→ **What to work on**
(A) Transcribe the part of the incontinence passage from "Mixed incontinence. Unfortunately, many" up to and including "evaluation and testing.".
(B) According to the incontinence passage, what shapes do the two pelvic muscles that do the most work have?
(C) Resume the incontinence passage, picking up right after its final sentence.

Mixed incontinence. Unfortunately, many people suffer from more than one type of incontinence and commonly exhibit symptoms of three major types at once. It is important for a doctor to determine which types of UI a patient has, and then decide on the best solution through careful evaluation and testing.

If the cause of incontinence isn't known, it can't be treated, and this often leads to a vicious cycle of isolation and depression. But in some cases, relieving incontinence can be as simple as cutting out caffeine, taking an antibiotic, or practicing some easy exercises. Effective drug therapy may also be available. Of course, incontinence can sometimes indicate a more serious problem, so it is important to tell your physician if you are experiencing any of these symptoms. A physical exam is probably the best way to determine what can be done about this condition. After all, a higher quality of life is well worth an uncomfortable moment in front of your doctor.

Kegel Exercises (Pelvic Floor Exercises)

Pregnancy, childbirth, and weight gain can weaken pelvic muscles. But just as a regimen of biceps curls at the gym will eventually increase upper arm strength, pelvic muscles can also be built up through isolation exercises. If practiced regularly and early, these exercises can prevent the onset of bladder control problems altogether. If you're already experiencing a level of stress incontinence , they can help you regain control again. Before you perform this or any other type of exercise, check with your doctor. Before proceeding in exercises for bladder control, you should be sure that your incontinence is not a symptom of a serious medical condition.

Find the right muscles. At the bottom of the pelvis, between the hip bones, several layers of muscles stretch between the legs. Two pelvic muscles do the most work, one shaped like a hammock, the other, a triangle. These muscles prevent the leakage of urine and stool. To do Kegel exercises properly, you must find the right muscles -- a doctor, nurse, or physical therapist can help you.

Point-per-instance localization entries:
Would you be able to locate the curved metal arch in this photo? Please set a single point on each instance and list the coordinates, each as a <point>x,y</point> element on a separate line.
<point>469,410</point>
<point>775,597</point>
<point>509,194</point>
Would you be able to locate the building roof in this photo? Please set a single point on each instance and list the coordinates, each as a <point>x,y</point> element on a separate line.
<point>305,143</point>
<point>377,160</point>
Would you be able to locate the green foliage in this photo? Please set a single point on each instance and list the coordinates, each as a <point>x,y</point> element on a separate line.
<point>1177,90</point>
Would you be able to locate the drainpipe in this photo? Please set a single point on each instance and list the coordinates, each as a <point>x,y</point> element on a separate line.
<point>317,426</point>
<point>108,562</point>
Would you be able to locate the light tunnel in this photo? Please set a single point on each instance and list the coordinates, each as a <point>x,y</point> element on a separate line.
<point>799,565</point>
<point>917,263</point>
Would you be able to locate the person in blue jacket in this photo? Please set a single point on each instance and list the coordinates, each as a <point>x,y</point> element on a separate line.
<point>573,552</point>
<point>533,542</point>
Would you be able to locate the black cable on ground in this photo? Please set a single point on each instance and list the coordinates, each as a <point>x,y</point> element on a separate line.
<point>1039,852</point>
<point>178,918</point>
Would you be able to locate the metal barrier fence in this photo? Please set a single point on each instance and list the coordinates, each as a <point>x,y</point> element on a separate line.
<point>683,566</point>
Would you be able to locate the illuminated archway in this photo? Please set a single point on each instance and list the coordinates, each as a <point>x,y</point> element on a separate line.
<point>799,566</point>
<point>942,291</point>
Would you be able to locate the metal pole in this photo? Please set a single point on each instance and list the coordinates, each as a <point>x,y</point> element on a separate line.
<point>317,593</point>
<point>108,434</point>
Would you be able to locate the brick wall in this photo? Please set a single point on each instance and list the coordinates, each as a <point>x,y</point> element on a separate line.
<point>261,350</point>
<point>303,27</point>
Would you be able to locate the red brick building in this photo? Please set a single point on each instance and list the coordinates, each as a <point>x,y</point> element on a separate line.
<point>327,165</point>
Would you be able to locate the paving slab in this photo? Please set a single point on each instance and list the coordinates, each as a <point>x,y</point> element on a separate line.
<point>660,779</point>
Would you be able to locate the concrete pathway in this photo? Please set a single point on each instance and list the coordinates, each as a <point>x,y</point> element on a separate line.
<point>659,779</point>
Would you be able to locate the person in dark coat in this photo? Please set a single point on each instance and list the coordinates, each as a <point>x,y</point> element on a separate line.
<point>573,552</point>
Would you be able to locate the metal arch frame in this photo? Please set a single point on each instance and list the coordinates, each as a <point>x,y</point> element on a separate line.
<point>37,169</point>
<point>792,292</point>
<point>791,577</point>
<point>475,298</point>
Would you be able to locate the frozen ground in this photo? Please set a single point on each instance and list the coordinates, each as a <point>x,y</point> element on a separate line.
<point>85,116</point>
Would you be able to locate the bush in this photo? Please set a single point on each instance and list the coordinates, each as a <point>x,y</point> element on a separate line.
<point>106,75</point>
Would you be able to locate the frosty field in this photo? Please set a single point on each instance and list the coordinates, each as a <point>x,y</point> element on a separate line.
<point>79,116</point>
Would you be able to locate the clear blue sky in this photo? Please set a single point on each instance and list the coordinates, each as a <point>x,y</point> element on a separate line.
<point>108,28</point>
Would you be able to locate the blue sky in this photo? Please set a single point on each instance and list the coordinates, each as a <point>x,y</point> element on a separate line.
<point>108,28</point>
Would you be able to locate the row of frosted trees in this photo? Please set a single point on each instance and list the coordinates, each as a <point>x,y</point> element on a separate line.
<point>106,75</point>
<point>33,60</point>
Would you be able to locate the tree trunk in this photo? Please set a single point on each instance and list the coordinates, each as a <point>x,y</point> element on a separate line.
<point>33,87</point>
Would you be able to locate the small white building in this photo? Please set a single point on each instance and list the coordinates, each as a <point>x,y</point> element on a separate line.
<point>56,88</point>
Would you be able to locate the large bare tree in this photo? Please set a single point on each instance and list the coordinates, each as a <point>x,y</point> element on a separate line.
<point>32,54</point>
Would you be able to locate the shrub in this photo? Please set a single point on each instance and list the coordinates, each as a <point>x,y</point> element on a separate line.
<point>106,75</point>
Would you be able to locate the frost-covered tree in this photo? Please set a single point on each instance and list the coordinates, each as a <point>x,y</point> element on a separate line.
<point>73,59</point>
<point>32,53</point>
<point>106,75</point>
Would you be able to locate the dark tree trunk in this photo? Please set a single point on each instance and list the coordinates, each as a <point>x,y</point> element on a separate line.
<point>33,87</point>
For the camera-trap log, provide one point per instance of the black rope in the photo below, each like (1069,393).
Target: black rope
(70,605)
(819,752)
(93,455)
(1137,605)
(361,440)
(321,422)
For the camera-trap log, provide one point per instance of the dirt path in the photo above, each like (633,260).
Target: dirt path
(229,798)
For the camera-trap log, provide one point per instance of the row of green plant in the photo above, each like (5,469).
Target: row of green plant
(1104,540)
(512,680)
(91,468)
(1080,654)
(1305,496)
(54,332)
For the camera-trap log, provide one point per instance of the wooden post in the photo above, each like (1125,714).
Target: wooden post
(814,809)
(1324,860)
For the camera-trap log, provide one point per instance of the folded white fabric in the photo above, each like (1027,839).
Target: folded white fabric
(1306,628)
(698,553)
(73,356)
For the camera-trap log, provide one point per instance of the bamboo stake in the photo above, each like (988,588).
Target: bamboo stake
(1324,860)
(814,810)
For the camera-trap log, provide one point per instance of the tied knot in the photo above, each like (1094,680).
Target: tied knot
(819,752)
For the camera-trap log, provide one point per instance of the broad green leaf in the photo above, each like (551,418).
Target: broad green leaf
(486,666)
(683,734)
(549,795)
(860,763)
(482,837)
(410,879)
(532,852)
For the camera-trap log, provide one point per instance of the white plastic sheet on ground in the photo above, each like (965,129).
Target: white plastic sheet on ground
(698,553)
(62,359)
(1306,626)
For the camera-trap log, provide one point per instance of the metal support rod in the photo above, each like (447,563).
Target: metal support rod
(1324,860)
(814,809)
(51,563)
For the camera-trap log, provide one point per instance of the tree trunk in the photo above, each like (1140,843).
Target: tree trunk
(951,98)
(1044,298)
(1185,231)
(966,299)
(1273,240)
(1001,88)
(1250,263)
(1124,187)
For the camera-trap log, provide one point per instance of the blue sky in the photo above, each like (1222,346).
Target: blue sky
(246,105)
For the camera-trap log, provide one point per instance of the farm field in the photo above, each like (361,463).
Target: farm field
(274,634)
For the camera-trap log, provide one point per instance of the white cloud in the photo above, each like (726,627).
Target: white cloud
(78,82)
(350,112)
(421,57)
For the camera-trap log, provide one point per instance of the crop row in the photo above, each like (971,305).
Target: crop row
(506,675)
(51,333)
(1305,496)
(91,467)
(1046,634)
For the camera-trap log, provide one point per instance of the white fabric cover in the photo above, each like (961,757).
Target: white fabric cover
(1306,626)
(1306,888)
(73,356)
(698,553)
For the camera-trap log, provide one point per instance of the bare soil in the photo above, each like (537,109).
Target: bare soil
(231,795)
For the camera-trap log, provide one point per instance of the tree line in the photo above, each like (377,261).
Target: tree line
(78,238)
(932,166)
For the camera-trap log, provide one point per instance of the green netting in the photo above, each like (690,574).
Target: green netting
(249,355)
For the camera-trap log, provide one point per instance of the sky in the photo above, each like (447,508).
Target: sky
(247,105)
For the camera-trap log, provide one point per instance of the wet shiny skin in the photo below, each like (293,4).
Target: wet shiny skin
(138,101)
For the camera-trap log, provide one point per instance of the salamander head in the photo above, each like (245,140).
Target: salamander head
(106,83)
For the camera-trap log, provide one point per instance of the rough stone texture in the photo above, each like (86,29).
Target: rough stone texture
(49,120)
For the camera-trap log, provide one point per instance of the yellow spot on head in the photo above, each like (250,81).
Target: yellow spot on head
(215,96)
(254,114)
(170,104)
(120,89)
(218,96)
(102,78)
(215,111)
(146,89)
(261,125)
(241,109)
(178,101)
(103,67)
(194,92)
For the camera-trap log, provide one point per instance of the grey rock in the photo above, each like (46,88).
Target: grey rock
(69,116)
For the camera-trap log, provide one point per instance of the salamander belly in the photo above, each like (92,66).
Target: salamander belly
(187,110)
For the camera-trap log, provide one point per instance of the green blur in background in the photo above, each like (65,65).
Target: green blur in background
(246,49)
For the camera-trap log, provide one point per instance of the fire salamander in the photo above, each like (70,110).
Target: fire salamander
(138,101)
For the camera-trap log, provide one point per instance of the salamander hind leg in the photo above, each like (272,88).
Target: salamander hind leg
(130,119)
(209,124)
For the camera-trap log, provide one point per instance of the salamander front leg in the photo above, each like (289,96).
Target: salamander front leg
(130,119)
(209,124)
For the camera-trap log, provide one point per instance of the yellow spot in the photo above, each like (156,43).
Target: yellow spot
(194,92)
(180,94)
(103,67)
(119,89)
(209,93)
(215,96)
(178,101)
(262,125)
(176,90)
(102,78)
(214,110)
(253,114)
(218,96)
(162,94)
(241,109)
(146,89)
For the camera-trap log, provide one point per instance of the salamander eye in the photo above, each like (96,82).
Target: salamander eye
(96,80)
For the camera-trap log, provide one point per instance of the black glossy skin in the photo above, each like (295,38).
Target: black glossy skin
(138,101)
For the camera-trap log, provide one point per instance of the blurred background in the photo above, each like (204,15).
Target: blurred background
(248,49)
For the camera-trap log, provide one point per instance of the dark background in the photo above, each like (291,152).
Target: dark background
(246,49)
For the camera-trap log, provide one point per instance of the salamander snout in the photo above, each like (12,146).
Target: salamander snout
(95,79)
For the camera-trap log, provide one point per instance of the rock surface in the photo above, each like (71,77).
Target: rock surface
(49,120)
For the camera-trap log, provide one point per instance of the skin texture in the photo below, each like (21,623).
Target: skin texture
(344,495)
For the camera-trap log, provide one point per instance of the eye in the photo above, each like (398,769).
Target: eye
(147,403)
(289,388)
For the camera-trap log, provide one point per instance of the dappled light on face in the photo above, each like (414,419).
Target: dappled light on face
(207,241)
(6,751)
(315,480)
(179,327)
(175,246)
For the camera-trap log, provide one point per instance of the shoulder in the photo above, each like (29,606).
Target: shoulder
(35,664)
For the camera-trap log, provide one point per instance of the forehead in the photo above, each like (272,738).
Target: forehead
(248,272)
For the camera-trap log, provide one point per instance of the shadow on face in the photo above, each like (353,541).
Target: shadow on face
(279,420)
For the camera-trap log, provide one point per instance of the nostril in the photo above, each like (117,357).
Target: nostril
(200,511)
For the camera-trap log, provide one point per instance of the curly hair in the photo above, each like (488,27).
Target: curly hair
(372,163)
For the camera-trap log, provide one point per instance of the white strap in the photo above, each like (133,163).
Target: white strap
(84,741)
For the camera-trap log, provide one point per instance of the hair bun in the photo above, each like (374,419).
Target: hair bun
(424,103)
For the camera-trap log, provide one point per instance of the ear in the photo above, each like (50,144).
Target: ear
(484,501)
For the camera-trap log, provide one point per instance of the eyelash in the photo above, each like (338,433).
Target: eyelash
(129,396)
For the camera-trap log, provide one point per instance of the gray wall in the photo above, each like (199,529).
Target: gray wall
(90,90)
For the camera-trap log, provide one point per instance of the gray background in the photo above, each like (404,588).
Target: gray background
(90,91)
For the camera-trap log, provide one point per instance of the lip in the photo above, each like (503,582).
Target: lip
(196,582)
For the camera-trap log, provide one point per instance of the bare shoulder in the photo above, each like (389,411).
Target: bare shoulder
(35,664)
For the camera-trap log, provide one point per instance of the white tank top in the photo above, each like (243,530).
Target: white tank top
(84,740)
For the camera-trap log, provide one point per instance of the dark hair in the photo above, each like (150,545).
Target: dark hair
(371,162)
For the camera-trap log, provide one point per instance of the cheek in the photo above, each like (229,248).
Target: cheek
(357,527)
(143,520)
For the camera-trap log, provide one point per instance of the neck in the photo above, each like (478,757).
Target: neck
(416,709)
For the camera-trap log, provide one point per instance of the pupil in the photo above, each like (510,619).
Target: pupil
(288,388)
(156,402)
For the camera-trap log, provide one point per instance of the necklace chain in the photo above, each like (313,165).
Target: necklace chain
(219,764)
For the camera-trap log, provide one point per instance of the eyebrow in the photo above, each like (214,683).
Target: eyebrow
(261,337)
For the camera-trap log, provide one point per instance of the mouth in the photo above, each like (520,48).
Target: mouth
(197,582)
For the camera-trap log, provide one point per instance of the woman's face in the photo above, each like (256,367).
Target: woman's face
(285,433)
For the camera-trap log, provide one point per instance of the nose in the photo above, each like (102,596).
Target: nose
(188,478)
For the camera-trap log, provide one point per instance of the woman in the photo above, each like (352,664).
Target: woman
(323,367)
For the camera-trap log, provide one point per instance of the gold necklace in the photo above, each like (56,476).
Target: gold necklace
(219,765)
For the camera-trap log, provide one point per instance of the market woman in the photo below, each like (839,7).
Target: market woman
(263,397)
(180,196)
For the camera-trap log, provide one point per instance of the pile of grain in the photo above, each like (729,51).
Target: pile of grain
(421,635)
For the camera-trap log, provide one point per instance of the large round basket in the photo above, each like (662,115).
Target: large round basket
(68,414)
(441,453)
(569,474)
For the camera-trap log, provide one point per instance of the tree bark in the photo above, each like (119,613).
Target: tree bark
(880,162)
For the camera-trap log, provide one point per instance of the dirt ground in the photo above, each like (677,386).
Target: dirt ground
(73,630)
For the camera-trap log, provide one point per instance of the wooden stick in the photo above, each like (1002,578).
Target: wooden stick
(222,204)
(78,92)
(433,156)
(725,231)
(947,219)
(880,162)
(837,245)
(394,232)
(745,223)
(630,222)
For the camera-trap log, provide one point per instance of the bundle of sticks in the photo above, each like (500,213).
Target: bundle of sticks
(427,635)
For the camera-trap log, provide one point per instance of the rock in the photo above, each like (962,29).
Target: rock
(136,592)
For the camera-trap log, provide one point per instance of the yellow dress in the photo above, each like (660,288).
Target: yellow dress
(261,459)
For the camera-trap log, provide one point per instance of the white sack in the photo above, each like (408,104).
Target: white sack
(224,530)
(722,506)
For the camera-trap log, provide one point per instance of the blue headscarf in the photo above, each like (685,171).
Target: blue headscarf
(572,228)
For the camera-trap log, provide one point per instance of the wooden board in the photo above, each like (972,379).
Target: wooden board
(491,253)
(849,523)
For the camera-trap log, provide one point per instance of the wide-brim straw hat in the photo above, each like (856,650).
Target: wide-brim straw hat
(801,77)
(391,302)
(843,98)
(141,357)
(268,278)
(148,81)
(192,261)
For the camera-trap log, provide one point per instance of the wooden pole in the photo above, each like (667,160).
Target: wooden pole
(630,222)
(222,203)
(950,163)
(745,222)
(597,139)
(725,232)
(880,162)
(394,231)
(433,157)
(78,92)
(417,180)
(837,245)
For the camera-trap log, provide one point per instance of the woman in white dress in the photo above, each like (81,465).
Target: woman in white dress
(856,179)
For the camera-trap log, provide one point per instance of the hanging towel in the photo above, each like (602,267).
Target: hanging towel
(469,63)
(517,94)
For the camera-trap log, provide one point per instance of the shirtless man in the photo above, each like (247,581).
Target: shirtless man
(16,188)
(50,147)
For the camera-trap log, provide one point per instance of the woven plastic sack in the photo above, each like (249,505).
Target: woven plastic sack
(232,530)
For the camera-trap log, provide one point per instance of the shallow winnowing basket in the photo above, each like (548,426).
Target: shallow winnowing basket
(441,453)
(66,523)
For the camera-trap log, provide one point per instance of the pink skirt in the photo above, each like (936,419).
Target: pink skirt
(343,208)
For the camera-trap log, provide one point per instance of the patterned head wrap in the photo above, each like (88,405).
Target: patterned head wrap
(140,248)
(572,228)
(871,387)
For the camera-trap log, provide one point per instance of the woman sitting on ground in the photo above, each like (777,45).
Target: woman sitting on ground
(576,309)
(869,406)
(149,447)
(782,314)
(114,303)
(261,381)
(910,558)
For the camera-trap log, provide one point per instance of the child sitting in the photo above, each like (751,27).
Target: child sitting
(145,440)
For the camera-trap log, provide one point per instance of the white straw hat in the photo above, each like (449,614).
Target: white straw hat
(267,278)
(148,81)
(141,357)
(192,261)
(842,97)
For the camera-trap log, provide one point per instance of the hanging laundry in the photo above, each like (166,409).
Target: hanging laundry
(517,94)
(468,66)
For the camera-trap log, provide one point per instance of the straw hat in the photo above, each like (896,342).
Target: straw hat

→ **Outputs by task**
(A)
Mixed incontinence. Unfortunately, many people suffer from more than one type of incontinence and commonly exhibit symptoms of three major types at once. It is important for a doctor to determine which types of UI a patient has, and then decide on the best solution through careful evaluation and testing.

(B) One is shaped like a hammock and the other like a triangle.

(C)
  • Try to stop the flow of urine while sitting on the toilet. If you can, you've located the muscles.
  • When you feel the urge to pass gas, try to stop it by squeezing your muscles. If you feel a pulling sensation, you are on the right track.
  • Women can lie down and place their finger inside their vagina. Squeeze as if you were trying to stop the flow of urine. If you feel tightness on your finger, you're squeezing the pelvic muscles successfully.

Five minutes, three times a day. You might want to try these at first in a private place, like a bedroom or bathroom, but they can also be done (as long as you are able to concentrate) at the office or even in line at the grocery store. What's more, you can prevent damage to your muscles by squeezing them tightly before and holding on while sneezing, lifting an object, or jumping. When performing these exercises, try to isolate your pelvic muscles and keep your stomach and legs relaxed. Make sure to breathe, so that your muscles get the oxygen they need to grow stronger. Most of all be patient. Bladder control may not visibly improve for 3-6 weeks, but some people will get results sooner.

  • Pull in the pelvic muscles and hold for a count of three.
  • Work up to 10-15 repetitions each session.
  • Repeat pelvic floor exercises three times a day for best results.
  • Use three positions: sitting, standing, and lying down, for pelvic cross-training.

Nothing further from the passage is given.